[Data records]
******
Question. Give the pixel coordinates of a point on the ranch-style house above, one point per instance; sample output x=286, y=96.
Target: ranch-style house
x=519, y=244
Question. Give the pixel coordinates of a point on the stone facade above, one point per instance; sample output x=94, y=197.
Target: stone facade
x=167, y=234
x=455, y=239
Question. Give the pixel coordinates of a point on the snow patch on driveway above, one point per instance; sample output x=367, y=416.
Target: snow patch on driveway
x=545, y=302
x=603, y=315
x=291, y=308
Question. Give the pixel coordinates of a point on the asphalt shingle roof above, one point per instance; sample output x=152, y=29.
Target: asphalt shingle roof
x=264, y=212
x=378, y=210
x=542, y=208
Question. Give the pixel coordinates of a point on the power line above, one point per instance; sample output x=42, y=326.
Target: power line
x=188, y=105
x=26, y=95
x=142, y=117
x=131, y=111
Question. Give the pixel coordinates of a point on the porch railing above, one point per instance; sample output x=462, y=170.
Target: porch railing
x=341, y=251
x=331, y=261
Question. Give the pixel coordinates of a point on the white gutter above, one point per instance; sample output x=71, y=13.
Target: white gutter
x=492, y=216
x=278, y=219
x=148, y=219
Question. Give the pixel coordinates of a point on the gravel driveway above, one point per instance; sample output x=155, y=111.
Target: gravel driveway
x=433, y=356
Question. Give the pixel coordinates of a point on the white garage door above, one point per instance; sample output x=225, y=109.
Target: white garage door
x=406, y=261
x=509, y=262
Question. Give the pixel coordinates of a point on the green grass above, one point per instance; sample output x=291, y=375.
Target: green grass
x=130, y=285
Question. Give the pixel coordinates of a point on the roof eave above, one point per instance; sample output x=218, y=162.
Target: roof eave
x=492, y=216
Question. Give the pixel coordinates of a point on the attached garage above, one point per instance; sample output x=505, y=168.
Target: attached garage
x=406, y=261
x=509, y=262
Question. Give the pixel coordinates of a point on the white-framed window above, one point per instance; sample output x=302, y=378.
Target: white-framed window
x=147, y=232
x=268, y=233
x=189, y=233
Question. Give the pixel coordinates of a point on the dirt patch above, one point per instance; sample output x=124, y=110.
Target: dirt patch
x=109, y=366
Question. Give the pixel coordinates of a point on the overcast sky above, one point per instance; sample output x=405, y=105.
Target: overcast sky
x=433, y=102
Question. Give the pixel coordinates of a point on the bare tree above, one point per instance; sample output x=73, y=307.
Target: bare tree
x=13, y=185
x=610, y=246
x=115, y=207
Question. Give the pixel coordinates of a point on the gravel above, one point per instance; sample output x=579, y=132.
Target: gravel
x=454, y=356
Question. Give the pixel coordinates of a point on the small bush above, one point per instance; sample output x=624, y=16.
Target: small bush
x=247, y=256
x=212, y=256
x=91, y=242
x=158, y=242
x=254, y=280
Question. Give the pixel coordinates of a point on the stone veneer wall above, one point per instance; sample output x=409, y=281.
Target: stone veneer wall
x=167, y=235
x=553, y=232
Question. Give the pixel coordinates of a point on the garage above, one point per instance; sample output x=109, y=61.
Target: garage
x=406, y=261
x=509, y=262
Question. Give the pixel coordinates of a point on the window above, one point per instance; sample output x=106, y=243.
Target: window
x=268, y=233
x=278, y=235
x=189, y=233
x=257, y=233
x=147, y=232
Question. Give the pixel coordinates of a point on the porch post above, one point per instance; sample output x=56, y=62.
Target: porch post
******
Write the entries again, exactly as they stand.

Question. Give the pixel coordinates of a point on the ranch-style house above, one point per instance; sample output x=286, y=96.
Target: ranch-style house
x=519, y=244
Question. Give the pixel coordinates of a point on the stone facade above, one point per instance; sample output x=94, y=197.
Target: stone facade
x=167, y=234
x=455, y=239
Question. Give the pixel coordinates of a point on the snow patch on driveway above, one point per instance; sample output x=367, y=416.
Target: snow patch on driveway
x=545, y=302
x=603, y=315
x=291, y=308
Question. Give the pixel coordinates of a point on the asphalt shingle roof above, one point per instance; sample output x=152, y=29.
Target: asphalt shingle roof
x=264, y=212
x=378, y=210
x=542, y=208
Question. Give the pixel coordinates of a point on the power line above, one point per instance; sample output x=42, y=326.
Target: power line
x=188, y=105
x=26, y=95
x=142, y=117
x=131, y=111
Question. Give the pixel coordinates of a point on the porch railing above, one point per instance; sample output x=462, y=170.
Target: porch railing
x=341, y=251
x=331, y=261
Question. Give the pixel coordinates of a point on the white gutter above, one point per instance; sample output x=71, y=13.
Target: white gutter
x=492, y=216
x=278, y=219
x=148, y=219
Question. Give the pixel coordinates of a point on the gravel driveway above, one point per instance; sample output x=155, y=111.
Target: gravel driveway
x=433, y=356
Question. Give the pixel coordinates of a point on the white garage door above, one point per instance; sample output x=225, y=109.
Target: white garage door
x=406, y=261
x=509, y=262
Question. Give the pixel coordinates of a point on the green grass above, one point per instance; sample output x=291, y=375.
Target: green grass
x=130, y=285
Question. Give the pixel coordinates of a point on the roof eave above, one point per instance; sample output x=218, y=162.
Target: roof eave
x=492, y=216
Question. Give the pixel coordinates of a point on the attached garage above, one point per instance; sample output x=505, y=168.
Target: attached garage
x=406, y=261
x=509, y=262
Question. Give the pixel coordinates of a point on the white-framed window above, one point per instance; sample output x=302, y=378.
Target: white-framed window
x=147, y=232
x=268, y=233
x=189, y=233
Question. Give the pixel coordinates of a point on the dirt patch above, one point per instance; sample output x=124, y=110.
Target: dirt patch
x=109, y=366
Question. Give the pixel coordinates of a point on the overcast sky above, one point per instance; sample output x=405, y=105.
Target: overcast sky
x=433, y=102
Question. Give the pixel coordinates of a point on the bare tree above, one point per instance; sample output x=73, y=307.
Target: bare tree
x=13, y=185
x=610, y=246
x=115, y=207
Question. Give the pixel coordinates of a point on the gravel above, one point per instance; sample output x=579, y=132.
Target: gravel
x=454, y=356
Question. Give the pixel coordinates of a point on the small bush above, one point per instance; sample output x=624, y=16.
Target: small bush
x=247, y=256
x=212, y=256
x=91, y=242
x=158, y=242
x=254, y=280
Question. Give the pixel coordinates of a point on the stone veneer wall above, one point per instance; sample output x=409, y=281.
Target: stone veneer wall
x=167, y=235
x=553, y=232
Question. Give the pixel coordinates of a point on the garage above, one point per instance; sample output x=109, y=61.
Target: garage
x=406, y=261
x=509, y=262
Question. Give the pixel coordinates of a point on the window above, one point per instance; sample output x=106, y=243.
Target: window
x=268, y=233
x=278, y=235
x=189, y=233
x=257, y=233
x=147, y=232
Question. Give the pixel coordinates of a point on the porch post above, one point per instance; sample output x=56, y=62.
Target: porch post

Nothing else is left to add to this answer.